Source passage —

Like the hero’s quest, Malamud’s novel takes the game into a strange new realm, spinning history into fantasy, legend into mythology. Consider:

It’s a warm June night in ’49, and Ruth Ann Steinhagen leaves a note for Eddie Waitkus with a bellhop at the fashionable Edgewater Beach Hotel, where the Phillies are staying while in Chicago. “It’s extremely important that I see you as soon as possible,” the note reads.

When Waitkus knocks on her door after midnight, Steinhagen –young, tall, and attractive, her long curling black hair held in perfect place by a flashy pair of studded combs– invites the ballplayer in, and says, “I have a surprise for you.” She then points a .22 rifle at his face.

A machine gunner in four Pacific landings during World War II, Waitkus has faced death many times. And now, a teenage girl in a white lace blouse owns his fate in a Chicago hotel room. “What goes on here?” a shocked Waitkus says. “Is this some kind of a joke?”

“You have been bothering me for two years, and now you’re going to die,” Steinhagen says as she pulls the trigger.

Data section —
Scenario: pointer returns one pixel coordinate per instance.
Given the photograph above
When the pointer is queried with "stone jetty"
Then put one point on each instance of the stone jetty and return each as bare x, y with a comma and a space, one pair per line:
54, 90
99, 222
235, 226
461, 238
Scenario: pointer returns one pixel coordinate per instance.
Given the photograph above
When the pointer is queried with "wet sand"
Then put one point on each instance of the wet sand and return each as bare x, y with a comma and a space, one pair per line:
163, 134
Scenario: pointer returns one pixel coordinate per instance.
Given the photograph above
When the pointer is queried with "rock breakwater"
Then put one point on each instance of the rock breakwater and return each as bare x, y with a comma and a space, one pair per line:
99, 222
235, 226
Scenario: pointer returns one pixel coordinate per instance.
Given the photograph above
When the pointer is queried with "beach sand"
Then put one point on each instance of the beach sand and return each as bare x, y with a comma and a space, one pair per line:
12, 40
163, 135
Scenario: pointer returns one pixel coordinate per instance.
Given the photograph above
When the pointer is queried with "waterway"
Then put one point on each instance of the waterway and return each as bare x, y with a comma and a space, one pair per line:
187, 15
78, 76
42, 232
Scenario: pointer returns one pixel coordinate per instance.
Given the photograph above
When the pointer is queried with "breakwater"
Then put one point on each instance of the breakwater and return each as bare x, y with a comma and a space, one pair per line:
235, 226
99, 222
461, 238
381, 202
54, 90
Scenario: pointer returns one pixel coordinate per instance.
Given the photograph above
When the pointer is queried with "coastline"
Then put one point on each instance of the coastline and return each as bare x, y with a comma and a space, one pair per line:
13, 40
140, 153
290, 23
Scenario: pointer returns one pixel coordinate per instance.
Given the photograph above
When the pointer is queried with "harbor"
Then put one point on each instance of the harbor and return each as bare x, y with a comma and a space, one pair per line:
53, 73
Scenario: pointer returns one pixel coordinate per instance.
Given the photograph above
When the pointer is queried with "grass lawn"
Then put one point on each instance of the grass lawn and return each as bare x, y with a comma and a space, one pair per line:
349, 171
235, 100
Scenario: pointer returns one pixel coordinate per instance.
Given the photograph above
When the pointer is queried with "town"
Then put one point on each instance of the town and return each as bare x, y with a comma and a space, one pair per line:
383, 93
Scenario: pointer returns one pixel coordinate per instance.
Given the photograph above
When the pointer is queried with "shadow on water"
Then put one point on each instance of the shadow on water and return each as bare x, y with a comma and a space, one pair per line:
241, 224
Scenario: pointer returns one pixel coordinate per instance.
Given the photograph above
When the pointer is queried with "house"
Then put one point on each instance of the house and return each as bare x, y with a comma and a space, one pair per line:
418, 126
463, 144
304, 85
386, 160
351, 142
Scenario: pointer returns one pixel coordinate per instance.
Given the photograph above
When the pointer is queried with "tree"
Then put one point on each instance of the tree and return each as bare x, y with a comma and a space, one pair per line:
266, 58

About this exercise — Write out the Eddie Waitkus passage word for word, from "It’s a warm" to "the note reads.". Nothing in the records is needed here.

The completed task —
It’s a warm June night in ’49, and Ruth Ann Steinhagen leaves a note for Eddie Waitkus with a bellhop at the fashionable Edgewater Beach Hotel, where the Phillies are staying while in Chicago. “It’s extremely important that I see you as soon as possible,” the note reads.